Task requirements -> For each statement, say yes or no to whether the collateral sale clause agrees with it, and quote the text's deciding words. 1. The Pledgor gives up rights of notice of sale granted under the New York Lien Law. 2. Cash proceeds go to the Secured Obligations before the Collateral Agent's fees and expenses are paid. 3. The Collateral Agent may choose the order in which proceeds are applied to the Secured Obligations.

Pledgor agrees that the Collateral may be sold as provided for in this Pledge Agreement and
expressly waives any rights of notice of sale, advertisement procedures, or related provisions
granted under applicable law, including the New York Lien Law. All cash proceeds received by or on
behalf of the Collateral Agent in respect of any sale of, collection from, or other realization
upon all or any part of the Collateral may, following the payment of the fees and expenses of the
Collateral Agent, be held by the Collateral Agent as collateral for, and/or then or at any time
thereafter applied in whole or in part by the Collateral Agent to, the Secured Obligations in such
order as the Collateral Agent may elect in accordance with the provisions of the Loan Documents.

Information given ->
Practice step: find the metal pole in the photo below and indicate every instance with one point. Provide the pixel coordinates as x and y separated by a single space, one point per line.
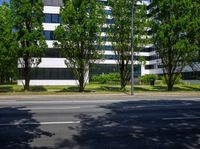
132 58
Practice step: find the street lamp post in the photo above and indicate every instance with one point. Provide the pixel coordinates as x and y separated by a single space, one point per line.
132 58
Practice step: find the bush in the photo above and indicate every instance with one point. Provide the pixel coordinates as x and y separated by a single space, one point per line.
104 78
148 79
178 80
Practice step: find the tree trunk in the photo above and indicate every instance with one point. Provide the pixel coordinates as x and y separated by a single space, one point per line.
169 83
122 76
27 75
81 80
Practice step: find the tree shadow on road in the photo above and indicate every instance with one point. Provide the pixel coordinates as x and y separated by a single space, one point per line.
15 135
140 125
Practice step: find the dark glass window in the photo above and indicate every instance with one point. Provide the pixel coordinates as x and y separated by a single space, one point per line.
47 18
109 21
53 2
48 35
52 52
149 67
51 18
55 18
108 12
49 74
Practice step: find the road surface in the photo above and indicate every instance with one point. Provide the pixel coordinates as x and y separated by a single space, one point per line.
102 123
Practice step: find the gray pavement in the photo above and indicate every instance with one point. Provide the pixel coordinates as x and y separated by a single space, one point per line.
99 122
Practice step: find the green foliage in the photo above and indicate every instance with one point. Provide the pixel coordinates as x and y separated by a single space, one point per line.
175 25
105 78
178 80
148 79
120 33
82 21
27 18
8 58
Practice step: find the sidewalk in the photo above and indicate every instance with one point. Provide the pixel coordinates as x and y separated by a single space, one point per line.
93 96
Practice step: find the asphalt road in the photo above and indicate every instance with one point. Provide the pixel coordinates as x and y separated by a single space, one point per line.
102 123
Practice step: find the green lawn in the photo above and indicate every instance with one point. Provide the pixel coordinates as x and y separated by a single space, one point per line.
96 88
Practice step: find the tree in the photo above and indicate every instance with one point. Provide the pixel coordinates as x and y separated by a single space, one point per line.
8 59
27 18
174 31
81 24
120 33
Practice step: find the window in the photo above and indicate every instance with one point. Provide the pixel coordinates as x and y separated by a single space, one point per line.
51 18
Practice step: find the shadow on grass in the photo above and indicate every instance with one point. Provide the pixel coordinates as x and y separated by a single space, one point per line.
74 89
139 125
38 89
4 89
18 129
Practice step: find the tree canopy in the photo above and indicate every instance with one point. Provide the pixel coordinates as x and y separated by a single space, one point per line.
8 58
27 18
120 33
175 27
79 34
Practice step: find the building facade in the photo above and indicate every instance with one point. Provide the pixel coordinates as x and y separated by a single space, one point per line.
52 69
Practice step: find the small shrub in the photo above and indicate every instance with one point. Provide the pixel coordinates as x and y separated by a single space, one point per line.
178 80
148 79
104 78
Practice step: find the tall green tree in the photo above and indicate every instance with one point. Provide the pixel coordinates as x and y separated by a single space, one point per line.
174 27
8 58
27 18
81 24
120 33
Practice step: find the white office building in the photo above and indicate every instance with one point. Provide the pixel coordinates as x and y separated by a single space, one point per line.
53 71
---
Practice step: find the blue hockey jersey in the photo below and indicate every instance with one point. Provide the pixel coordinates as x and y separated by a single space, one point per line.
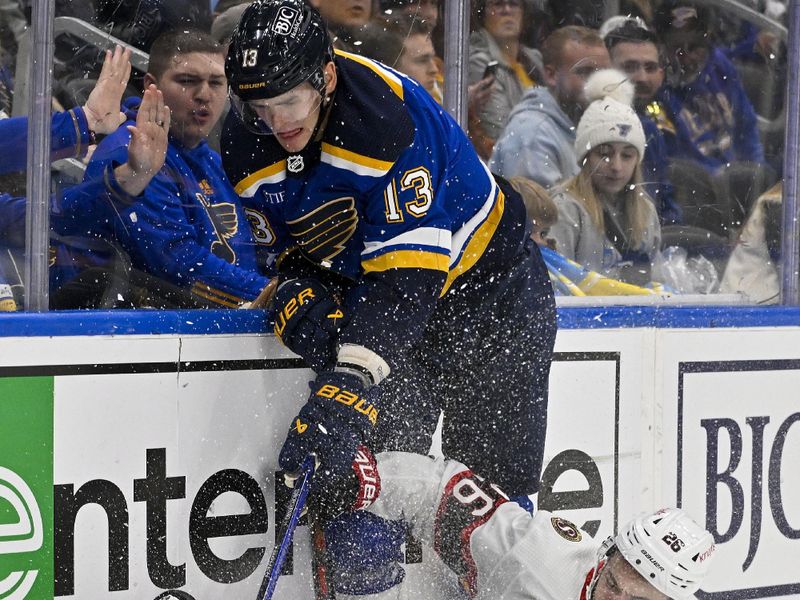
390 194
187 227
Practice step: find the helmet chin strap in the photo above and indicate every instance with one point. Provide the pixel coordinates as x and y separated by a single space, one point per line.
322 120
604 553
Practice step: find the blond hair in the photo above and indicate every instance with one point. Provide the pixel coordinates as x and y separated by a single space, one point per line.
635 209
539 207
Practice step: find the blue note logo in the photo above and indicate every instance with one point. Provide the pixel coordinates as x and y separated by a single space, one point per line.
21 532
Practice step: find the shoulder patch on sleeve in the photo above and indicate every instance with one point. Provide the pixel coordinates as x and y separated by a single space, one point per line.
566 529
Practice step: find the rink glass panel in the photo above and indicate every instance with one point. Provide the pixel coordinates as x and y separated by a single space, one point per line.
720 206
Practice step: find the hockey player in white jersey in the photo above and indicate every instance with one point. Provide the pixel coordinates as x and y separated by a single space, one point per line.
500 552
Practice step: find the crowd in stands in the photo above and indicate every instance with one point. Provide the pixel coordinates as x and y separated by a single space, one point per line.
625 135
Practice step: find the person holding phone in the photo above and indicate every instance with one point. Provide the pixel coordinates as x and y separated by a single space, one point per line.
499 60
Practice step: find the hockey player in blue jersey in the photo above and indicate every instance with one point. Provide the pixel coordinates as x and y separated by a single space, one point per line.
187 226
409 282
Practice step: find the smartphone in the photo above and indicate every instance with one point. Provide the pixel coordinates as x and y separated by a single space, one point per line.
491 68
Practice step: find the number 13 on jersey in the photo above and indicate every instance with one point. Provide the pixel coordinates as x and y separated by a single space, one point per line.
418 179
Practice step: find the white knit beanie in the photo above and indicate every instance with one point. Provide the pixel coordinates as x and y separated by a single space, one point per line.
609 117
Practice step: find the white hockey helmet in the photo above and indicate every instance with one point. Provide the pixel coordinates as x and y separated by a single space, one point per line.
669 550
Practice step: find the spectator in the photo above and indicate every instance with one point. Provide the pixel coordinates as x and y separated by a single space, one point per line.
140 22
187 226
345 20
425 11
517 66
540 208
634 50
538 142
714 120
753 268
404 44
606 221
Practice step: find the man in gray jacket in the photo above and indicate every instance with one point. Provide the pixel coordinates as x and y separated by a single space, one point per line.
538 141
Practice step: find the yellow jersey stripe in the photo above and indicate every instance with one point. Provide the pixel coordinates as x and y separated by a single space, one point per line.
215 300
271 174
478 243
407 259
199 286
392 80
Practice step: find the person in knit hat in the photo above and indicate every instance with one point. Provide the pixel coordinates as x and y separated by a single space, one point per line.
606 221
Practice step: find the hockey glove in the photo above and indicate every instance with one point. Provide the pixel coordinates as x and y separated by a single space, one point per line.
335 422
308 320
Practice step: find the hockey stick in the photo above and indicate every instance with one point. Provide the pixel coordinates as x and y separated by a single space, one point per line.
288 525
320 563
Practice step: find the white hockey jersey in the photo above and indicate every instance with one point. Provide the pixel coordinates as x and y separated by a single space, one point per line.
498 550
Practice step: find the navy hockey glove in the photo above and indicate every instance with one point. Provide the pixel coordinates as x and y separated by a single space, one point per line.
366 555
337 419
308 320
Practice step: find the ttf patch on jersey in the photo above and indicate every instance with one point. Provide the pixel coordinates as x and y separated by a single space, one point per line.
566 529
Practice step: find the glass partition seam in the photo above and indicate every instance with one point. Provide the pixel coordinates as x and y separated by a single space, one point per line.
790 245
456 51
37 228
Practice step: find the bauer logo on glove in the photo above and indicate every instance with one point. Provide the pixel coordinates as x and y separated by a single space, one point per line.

Solution ->
1. Yes: "expressly waives any rights of notice of sale, advertisement procedures, or related provisions granted under applicable law, including the New York Lien Law"
2. No: "following the payment of the fees and expenses of the Collateral Agent"
3. Yes: "in such order as the Collateral Agent may elect"